» **SELECTION**
Is there gas in the car?

Updated: Apr 15, 2020


I have a firm ruling on subject matter; never use illness or holidays. However, as one of the best-received pieces I ever wrote was about my two-week holiday on the men's chest ward at Bristol Royal Infirmary, I feel it won’t do any harm to touch upon a recent trip to the USA.

Welcome to Boston

A city which, as the tinderbox of the American revolution and a major source of Provisional IRA cash for bombs and bullets, an Englishman might approach with some well-judged caution. With this in mind, I decided that if we were on a tourist bus or at an event and one of the guides were to ask, “So, where are you guys from?” I would pretend to be Italian. “Ah, mi dispiace ma sono Italiano. Non parlo Inglese.” I had it All. Worked. Out.

The Tour Bus

We board the hop-on-hop-off bus for the first time and hand our tickets to the driver/guide:

“So, where are you guys from?”

» **DATA EXTRACT**

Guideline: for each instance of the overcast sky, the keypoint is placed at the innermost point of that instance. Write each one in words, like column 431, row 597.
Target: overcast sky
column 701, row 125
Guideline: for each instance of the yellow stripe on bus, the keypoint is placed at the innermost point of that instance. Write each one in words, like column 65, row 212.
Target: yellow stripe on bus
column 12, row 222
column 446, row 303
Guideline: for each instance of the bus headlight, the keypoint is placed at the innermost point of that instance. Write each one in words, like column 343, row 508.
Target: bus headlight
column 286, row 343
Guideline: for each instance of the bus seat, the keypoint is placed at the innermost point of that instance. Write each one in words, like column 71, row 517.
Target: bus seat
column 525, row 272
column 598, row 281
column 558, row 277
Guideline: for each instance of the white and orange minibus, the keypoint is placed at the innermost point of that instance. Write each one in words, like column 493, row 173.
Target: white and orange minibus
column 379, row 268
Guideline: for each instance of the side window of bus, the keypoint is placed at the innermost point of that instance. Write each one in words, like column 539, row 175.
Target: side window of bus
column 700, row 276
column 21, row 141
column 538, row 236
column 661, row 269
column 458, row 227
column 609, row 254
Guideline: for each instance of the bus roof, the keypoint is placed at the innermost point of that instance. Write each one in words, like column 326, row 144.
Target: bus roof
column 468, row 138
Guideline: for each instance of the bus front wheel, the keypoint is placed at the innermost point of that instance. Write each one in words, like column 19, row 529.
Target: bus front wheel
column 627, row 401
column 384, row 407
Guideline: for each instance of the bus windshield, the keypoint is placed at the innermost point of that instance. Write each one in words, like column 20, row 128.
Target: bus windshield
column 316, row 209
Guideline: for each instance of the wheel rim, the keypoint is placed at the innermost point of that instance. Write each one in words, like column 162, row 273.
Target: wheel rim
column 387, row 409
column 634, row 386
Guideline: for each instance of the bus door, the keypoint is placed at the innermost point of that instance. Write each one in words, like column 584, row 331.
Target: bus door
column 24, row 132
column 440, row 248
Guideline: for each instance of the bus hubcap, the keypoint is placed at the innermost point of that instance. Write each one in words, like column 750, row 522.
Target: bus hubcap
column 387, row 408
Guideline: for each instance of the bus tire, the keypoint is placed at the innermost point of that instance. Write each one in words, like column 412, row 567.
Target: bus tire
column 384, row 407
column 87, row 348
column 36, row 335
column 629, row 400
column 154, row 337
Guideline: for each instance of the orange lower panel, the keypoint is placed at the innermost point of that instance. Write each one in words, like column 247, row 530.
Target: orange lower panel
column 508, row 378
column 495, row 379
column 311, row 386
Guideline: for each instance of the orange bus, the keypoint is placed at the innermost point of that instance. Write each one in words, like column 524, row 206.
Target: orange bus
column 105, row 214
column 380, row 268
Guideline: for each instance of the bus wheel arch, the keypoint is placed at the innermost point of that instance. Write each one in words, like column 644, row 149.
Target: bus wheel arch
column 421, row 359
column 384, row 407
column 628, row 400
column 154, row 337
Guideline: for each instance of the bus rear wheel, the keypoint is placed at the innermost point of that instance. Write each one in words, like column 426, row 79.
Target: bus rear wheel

» **TASKS AND EXERCISES**
A - Using the Boston trip post, decide whether each statement holds: (i) The writer's rule is never to write about illness or holidays. (ii) The writer once spent two weeks on the men's chest ward at Bristol Royal Infirmary. (iii) The writer planned to pretend to be French. Answer yes or no for each and quote the deciding words.
B - Reproduce the part of the entries that starts with their first line and ends with the line containing "column 558, row 277", both ends included.
The text and the entries have no connection to each other.

» **RESPONSES TO THE EXERCISE**
A -
(i) Yes: "never use illness or holidays"
(ii) Yes: "my two-week holiday on the men's chest ward at Bristol Royal Infirmary"
(iii) No: "I would pretend to be Italian"

B -
Guideline: for each instance of the overcast sky, the keypoint is placed at the innermost point of that instance. Write each one in words, like column 431, row 597.
Target: overcast sky
column 701, row 125
Guideline: for each instance of the yellow stripe on bus, the keypoint is placed at the innermost point of that instance. Write each one in words, like column 65, row 212.
Target: yellow stripe on bus
column 12, row 222
column 446, row 303
Guideline: for each instance of the bus headlight, the keypoint is placed at the innermost point of that instance. Write each one in words, like column 343, row 508.
Target: bus headlight
column 286, row 343
Guideline: for each instance of the bus seat, the keypoint is placed at the innermost point of that instance. Write each one in words, like column 71, row 517.
Target: bus seat
column 525, row 272
column 598, row 281
column 558, row 277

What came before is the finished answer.